→ Job
Switch each occurrence of "Run the segmenter" to "Use the segmenter" in the entries below, and write the entries out again with everything else left as it is.

Entries from a dataset

**********

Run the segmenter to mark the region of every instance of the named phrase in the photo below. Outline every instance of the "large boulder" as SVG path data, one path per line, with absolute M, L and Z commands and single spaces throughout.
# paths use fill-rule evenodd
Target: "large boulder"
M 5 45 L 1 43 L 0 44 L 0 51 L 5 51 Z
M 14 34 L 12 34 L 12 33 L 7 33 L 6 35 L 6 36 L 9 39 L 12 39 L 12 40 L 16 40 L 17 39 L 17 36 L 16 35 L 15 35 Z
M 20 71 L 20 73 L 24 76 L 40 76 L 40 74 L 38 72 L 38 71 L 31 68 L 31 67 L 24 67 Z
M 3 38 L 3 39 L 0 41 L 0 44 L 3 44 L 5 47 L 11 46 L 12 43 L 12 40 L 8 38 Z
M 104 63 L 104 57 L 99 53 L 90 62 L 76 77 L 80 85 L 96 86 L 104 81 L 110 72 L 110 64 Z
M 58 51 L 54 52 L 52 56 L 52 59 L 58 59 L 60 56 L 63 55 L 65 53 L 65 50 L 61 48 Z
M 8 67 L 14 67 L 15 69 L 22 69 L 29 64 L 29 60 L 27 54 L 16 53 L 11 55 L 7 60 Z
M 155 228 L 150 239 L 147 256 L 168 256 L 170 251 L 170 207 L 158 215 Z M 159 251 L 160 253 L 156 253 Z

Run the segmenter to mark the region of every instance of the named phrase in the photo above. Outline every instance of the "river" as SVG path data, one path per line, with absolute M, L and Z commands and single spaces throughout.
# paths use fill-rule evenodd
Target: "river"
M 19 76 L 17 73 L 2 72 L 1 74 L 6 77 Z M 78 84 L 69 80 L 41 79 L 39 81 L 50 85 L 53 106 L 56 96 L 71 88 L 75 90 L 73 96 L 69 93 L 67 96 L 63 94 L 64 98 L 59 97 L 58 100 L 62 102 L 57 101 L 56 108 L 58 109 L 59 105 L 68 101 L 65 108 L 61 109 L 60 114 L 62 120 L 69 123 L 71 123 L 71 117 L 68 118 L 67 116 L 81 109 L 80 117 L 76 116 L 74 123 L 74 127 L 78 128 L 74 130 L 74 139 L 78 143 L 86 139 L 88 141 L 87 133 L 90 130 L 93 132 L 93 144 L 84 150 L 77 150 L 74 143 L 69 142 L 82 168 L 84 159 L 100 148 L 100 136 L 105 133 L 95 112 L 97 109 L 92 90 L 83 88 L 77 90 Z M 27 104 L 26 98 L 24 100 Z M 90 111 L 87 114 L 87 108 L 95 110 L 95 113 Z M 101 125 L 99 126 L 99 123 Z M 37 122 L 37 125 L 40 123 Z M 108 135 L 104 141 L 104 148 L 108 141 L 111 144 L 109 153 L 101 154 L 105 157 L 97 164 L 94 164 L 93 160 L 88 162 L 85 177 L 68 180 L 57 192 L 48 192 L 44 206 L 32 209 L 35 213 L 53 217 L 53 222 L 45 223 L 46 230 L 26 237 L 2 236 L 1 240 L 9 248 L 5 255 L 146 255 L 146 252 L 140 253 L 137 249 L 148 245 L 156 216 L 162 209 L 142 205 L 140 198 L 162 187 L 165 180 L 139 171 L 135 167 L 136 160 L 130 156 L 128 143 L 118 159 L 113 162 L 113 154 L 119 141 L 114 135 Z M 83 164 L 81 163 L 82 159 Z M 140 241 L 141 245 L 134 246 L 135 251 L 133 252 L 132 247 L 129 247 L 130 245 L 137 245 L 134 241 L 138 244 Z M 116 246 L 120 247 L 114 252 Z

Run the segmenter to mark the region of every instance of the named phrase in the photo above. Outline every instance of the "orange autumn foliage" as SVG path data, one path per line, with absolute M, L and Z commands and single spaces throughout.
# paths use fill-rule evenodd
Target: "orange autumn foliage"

**********

→ Full output
Use the segmenter to mark the region of every instance of the named phrase in the photo below. Outline every instance of the "large boulder" as SVG path data, one path per line, with absolute M, L and Z commands and single spaces throughout.
# paths use fill-rule evenodd
Target: "large boulder"
M 5 45 L 1 43 L 0 44 L 0 51 L 5 51 Z
M 14 34 L 12 34 L 12 33 L 7 33 L 6 35 L 6 36 L 9 39 L 12 39 L 12 40 L 16 40 L 17 39 L 17 36 L 16 35 L 15 35 Z
M 20 71 L 20 73 L 24 76 L 40 76 L 40 74 L 38 72 L 38 71 L 31 68 L 31 67 L 24 67 Z
M 3 38 L 3 39 L 0 41 L 0 44 L 3 44 L 5 47 L 11 46 L 12 43 L 12 40 L 8 38 Z
M 104 63 L 104 57 L 99 53 L 90 62 L 76 77 L 80 85 L 96 86 L 104 81 L 110 72 L 110 64 Z
M 58 51 L 54 52 L 52 56 L 52 59 L 58 59 L 60 56 L 63 55 L 65 53 L 65 50 L 61 48 Z
M 8 67 L 14 67 L 15 69 L 22 69 L 29 64 L 29 60 L 27 54 L 16 53 L 11 55 L 7 60 Z
M 155 228 L 150 239 L 147 256 L 168 256 L 170 251 L 170 207 L 158 215 Z M 159 251 L 160 253 L 156 253 Z

Use the segmenter to mark the region of every instance of the named phrase in the photo above. Outline every instance of the "river" as SVG path data, one path per line, with absolute M, L and Z commands and single spaces throughout.
# paths use fill-rule evenodd
Target: "river"
M 19 76 L 17 73 L 2 72 L 1 74 L 6 77 Z M 78 84 L 69 80 L 41 79 L 39 81 L 50 85 L 53 106 L 56 96 L 71 88 L 75 90 L 73 96 L 69 93 L 67 96 L 63 94 L 64 98 L 59 97 L 58 100 L 62 102 L 57 101 L 56 108 L 58 109 L 59 105 L 68 101 L 65 108 L 61 109 L 60 114 L 62 120 L 69 123 L 71 123 L 71 117 L 68 118 L 67 116 L 81 109 L 80 117 L 76 116 L 74 123 L 74 127 L 78 128 L 74 130 L 74 139 L 78 143 L 86 139 L 88 141 L 87 133 L 90 130 L 93 132 L 93 144 L 84 150 L 77 150 L 74 143 L 69 142 L 82 168 L 84 159 L 100 148 L 100 136 L 105 133 L 95 112 L 97 109 L 92 90 L 83 88 L 77 90 Z M 27 104 L 26 98 L 24 100 Z M 90 111 L 87 114 L 87 108 L 95 110 L 95 113 Z M 101 125 L 99 126 L 99 123 Z M 37 122 L 37 125 L 40 123 Z M 108 135 L 104 141 L 104 148 L 108 141 L 111 144 L 109 153 L 101 154 L 105 157 L 97 164 L 94 164 L 93 160 L 88 162 L 85 177 L 68 180 L 57 192 L 48 192 L 44 206 L 32 209 L 35 213 L 53 217 L 53 222 L 45 223 L 46 230 L 26 237 L 2 236 L 1 240 L 9 248 L 5 255 L 146 255 L 146 252 L 140 253 L 137 249 L 148 245 L 156 216 L 162 209 L 142 205 L 140 198 L 162 187 L 165 180 L 139 171 L 135 167 L 136 160 L 130 156 L 128 143 L 118 159 L 113 162 L 113 154 L 119 141 L 114 135 Z M 83 164 L 81 163 L 82 159 Z M 140 241 L 141 245 L 134 246 L 135 251 L 133 252 L 132 247 L 129 247 L 130 245 L 137 245 L 134 241 L 138 244 Z M 116 246 L 120 247 L 114 252 Z

Use the segmenter to mark the region of every instance of the named phrase in the photo above. Outline every instance of the "orange autumn foliage" as SVG path data, one path per line, with absolute M, L and Z commands and single spaces throughout.
# paths use fill-rule evenodd
Target: "orange autumn foliage"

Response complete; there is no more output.